(Records of labeled points)

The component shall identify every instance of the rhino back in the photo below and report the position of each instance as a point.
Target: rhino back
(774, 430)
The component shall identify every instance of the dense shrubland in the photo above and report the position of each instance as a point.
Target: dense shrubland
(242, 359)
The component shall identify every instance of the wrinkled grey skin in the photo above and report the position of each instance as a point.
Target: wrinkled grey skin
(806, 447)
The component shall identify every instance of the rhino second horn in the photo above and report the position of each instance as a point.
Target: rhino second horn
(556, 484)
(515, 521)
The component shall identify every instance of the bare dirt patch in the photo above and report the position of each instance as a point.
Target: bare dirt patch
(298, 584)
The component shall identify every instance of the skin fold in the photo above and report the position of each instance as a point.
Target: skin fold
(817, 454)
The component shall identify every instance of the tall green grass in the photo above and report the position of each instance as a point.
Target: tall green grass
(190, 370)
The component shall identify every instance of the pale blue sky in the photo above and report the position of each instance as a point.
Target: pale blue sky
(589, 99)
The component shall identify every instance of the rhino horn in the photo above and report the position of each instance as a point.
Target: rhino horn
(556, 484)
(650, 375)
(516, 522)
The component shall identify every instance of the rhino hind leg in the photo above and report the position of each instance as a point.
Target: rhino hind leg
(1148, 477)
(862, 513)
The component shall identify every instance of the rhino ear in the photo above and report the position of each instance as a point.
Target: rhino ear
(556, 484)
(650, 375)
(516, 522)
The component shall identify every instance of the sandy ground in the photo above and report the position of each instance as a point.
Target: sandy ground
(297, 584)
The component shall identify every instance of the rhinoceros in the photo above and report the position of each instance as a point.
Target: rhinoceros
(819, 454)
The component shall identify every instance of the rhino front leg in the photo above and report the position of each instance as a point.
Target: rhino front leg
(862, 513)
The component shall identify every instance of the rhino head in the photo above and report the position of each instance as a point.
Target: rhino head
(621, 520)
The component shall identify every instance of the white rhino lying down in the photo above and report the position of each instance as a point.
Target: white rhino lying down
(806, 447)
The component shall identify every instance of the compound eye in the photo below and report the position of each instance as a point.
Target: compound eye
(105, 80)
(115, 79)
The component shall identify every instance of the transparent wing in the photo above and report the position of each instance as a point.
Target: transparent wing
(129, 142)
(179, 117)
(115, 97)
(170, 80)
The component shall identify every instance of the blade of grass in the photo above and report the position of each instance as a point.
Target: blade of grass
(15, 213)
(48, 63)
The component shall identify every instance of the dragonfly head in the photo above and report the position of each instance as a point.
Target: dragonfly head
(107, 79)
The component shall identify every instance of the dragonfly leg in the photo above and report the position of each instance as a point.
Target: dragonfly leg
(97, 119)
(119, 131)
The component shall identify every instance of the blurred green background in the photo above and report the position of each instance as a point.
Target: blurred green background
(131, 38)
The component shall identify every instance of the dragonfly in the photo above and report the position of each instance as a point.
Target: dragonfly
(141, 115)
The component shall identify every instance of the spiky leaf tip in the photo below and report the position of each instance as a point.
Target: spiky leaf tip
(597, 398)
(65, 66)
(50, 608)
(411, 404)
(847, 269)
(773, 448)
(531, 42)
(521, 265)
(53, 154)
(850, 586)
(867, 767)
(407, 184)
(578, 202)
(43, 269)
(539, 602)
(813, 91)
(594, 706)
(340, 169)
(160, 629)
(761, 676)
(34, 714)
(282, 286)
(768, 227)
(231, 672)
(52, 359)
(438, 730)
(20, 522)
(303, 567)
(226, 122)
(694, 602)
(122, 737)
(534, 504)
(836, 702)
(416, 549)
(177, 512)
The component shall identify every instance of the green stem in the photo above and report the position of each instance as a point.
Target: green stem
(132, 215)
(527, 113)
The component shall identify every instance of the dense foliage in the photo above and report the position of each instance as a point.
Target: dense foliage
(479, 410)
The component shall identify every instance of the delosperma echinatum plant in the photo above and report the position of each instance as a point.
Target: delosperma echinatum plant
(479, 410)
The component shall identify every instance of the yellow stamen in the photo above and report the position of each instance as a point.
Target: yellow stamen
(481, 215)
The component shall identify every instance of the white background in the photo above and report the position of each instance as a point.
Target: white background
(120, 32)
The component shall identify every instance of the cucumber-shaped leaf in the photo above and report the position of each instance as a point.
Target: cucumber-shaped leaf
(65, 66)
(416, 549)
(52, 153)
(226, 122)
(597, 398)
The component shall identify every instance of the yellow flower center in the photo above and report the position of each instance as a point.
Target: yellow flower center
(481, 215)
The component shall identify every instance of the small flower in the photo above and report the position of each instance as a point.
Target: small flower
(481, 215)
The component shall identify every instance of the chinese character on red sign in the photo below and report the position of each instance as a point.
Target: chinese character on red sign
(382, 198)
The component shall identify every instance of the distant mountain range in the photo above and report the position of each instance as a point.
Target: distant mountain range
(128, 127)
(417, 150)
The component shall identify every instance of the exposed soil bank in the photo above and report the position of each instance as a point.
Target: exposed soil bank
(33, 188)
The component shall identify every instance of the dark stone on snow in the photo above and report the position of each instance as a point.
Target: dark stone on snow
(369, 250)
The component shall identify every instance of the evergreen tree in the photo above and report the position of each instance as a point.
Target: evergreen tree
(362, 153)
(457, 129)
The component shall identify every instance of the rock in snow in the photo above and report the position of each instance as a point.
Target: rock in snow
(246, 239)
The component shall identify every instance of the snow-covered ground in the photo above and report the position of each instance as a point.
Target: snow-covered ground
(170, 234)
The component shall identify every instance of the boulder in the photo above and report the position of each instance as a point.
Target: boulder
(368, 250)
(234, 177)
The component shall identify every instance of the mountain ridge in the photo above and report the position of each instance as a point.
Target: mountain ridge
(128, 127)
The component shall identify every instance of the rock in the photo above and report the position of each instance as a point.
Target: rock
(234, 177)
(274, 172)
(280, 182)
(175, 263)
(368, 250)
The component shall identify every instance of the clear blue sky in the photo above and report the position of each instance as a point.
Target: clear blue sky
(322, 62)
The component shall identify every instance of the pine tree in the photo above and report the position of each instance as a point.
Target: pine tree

- **To do**
Write out every line above as a JSON list of strings, one string per line, leaving out any blank lines.

- **The output**
[
  "The component shall identify every instance of the rhino back in the photo below and report the position of each instance as a point.",
  "Target: rhino back",
  "(774, 430)",
  "The component shall identify every instance of the dense shrubland in the photo above and report the position of each instance as a point.",
  "Target: dense shrubland",
  "(242, 359)",
  "The component shall identify every instance of the wrinkled grey skin in the photo above and report the position of each instance as a point.",
  "Target: wrinkled grey skin",
  "(806, 447)",
  "The component shall identify every instance of the rhino second horn in the photo above and report the position of each instance as a point.",
  "Target: rhino second horn",
  "(556, 484)",
  "(515, 521)",
  "The component shall identify every instance of the bare dirt patch in the photo above and report the position of each instance as a point.",
  "Target: bare dirt patch",
  "(298, 584)",
  "The component shall identify every instance of the skin fold in the photo above and report the position of each instance as a point.",
  "Target: skin fold",
  "(817, 454)",
  "The component shall identify every instance of the tall green grass in the photo above and report the position of each instance as a point.",
  "Target: tall green grass",
  "(190, 370)",
  "The component shall identify every instance of the pale blue sky in the photo above and report the position of each instance as a point.",
  "Target: pale blue sky",
  "(589, 99)",
  "The component shall identify every instance of the rhino horn in the photo above and report the position of each instance as a point.",
  "Target: rhino horn",
  "(556, 484)",
  "(650, 375)",
  "(516, 522)",
  "The component shall identify every instance of the rhino hind leg in the photo above and report the position of each instance as a point.",
  "Target: rhino hind leg",
  "(1148, 477)",
  "(862, 513)",
  "The component shall identify every instance of the rhino ear in the photo above and report the position of each instance as a point.",
  "Target: rhino ear",
  "(556, 484)",
  "(650, 375)",
  "(516, 522)",
  "The component shall identify every instance of the sandy ground in the photo above and report the position of each instance as a point.",
  "Target: sandy ground",
  "(297, 584)",
  "The component shall identify every instance of the rhinoceros in the photo above and report the position of each instance as a point.",
  "Target: rhinoceros",
  "(819, 454)",
  "The component shall identify every instance of the rhino front leg in the photo above and report the position of each instance as a point.",
  "Target: rhino front leg",
  "(862, 513)",
  "The component shall identify every instance of the rhino head in the photo above and report the position of each instance as a point.",
  "Target: rhino head",
  "(621, 520)",
  "The component shall identify every instance of the white rhino lying down in the photo above and report the position of each instance as a point.",
  "Target: white rhino lying down",
  "(806, 447)",
  "The component shall identify every instance of the compound eye in the photo below and report the position of each instance as a point.",
  "Target: compound eye",
  "(105, 80)",
  "(115, 79)",
  "The component shall identify every instance of the transparent wing in the photo above and report the position of each instance as a point.",
  "Target: transparent wing",
  "(129, 142)",
  "(179, 117)",
  "(115, 97)",
  "(170, 80)",
  "The component shall identify every instance of the blade of grass in the photo above and report the position of each instance as a point.",
  "Target: blade of grass",
  "(15, 213)",
  "(48, 63)",
  "The component shall identify every instance of the dragonfly head in the photo above and report the position of each instance as a point.",
  "Target: dragonfly head",
  "(107, 79)",
  "The component shall identify every instance of the dragonfly leg in the photo above and report the position of each instance as a point.",
  "Target: dragonfly leg",
  "(97, 119)",
  "(119, 131)",
  "The component shall identify every instance of the blurred green background in the photo above and report the position of each instance as a point.",
  "Target: blurred green background",
  "(131, 38)",
  "The component shall identify every instance of the dragonfly in the photo above and report the position of each instance as a point.",
  "Target: dragonfly",
  "(141, 115)",
  "The component shall identify every instance of the spiky leaf tip in the photo below and report the position of each instance as a point.",
  "Target: spiky leaf tip",
  "(597, 398)",
  "(65, 66)",
  "(50, 608)",
  "(411, 404)",
  "(847, 269)",
  "(773, 448)",
  "(531, 42)",
  "(521, 265)",
  "(53, 154)",
  "(850, 586)",
  "(867, 767)",
  "(407, 184)",
  "(578, 202)",
  "(43, 269)",
  "(539, 602)",
  "(813, 91)",
  "(594, 706)",
  "(340, 169)",
  "(160, 629)",
  "(761, 676)",
  "(34, 714)",
  "(282, 286)",
  "(768, 227)",
  "(231, 672)",
  "(52, 359)",
  "(438, 730)",
  "(20, 522)",
  "(303, 567)",
  "(226, 122)",
  "(694, 602)",
  "(122, 737)",
  "(534, 504)",
  "(836, 702)",
  "(416, 549)",
  "(177, 512)",
  "The component shall identify every instance of the green stem in the photo above and report the position of each instance as a point.",
  "Target: green stem",
  "(132, 215)",
  "(527, 113)",
  "The component shall identify every instance of the dense foliage in the photo above and report the position of each instance as a point.",
  "Target: dense foliage",
  "(479, 410)",
  "The component shall identify every instance of the delosperma echinatum plant in the photo above and report the position of each instance as a point.",
  "Target: delosperma echinatum plant",
  "(479, 410)",
  "The component shall identify every instance of the yellow stamen in the photo above and report the position of each instance as a point.",
  "Target: yellow stamen",
  "(481, 215)",
  "The component shall identify every instance of the white background in the photo above and report the position of each instance as a point.",
  "Target: white background",
  "(120, 32)",
  "The component shall identify every instance of the cucumber-shaped leaf in the photo above and report the position of each instance as a point.",
  "Target: cucumber-shaped leaf",
  "(65, 66)",
  "(416, 549)",
  "(52, 153)",
  "(226, 122)",
  "(597, 398)",
  "The component shall identify every instance of the yellow flower center in the photo above and report the position of each instance as a point.",
  "Target: yellow flower center",
  "(481, 215)",
  "The component shall identify every instance of the small flower in the photo above and report the position of each instance as a point.",
  "Target: small flower",
  "(481, 215)",
  "The component shall identify every instance of the chinese character on red sign in the photo below and report the position of each instance as a point.",
  "Target: chinese character on red sign",
  "(382, 198)",
  "The component shall identify every instance of the distant mountain range in the photo above and report the position of each instance as a point.",
  "Target: distant mountain range",
  "(128, 127)",
  "(417, 150)",
  "The component shall identify every instance of the exposed soil bank in the photo above and report the position of each instance as a point.",
  "Target: exposed soil bank",
  "(33, 188)",
  "The component shall identify every instance of the dark stone on snow in the photo above and report the position of each instance as a point.",
  "Target: dark stone on snow",
  "(369, 250)",
  "The component shall identify every instance of the evergreen tree in the photo above and report the position of each instance as a point.",
  "Target: evergreen tree",
  "(362, 153)",
  "(457, 129)",
  "The component shall identify every instance of the rock in snow in the photo above and report the position of each instance as a point.",
  "Target: rock in snow",
  "(246, 239)",
  "The component shall identify every instance of the snow-covered ground in the photo above and report the position of each instance as a point.",
  "Target: snow-covered ground",
  "(170, 234)",
  "The component shall identify every instance of the boulder in the photo above and report the position of each instance as a point.",
  "Target: boulder",
  "(368, 250)",
  "(234, 177)",
  "The component shall identify every instance of the mountain ridge in the photo above and report the position of each instance as a point.",
  "Target: mountain ridge",
  "(128, 127)",
  "The component shall identify every instance of the rock in the photo above and report the position of each instance as a point.",
  "Target: rock",
  "(234, 177)",
  "(274, 172)",
  "(280, 182)",
  "(175, 263)",
  "(368, 250)",
  "The component shall identify every instance of the clear blue sky in the photo above and report the position of each instance as a point.",
  "Target: clear blue sky",
  "(322, 62)",
  "The component shall identify every instance of the pine tree in the photo above and report the position of each instance as a point.",
  "Target: pine tree"
]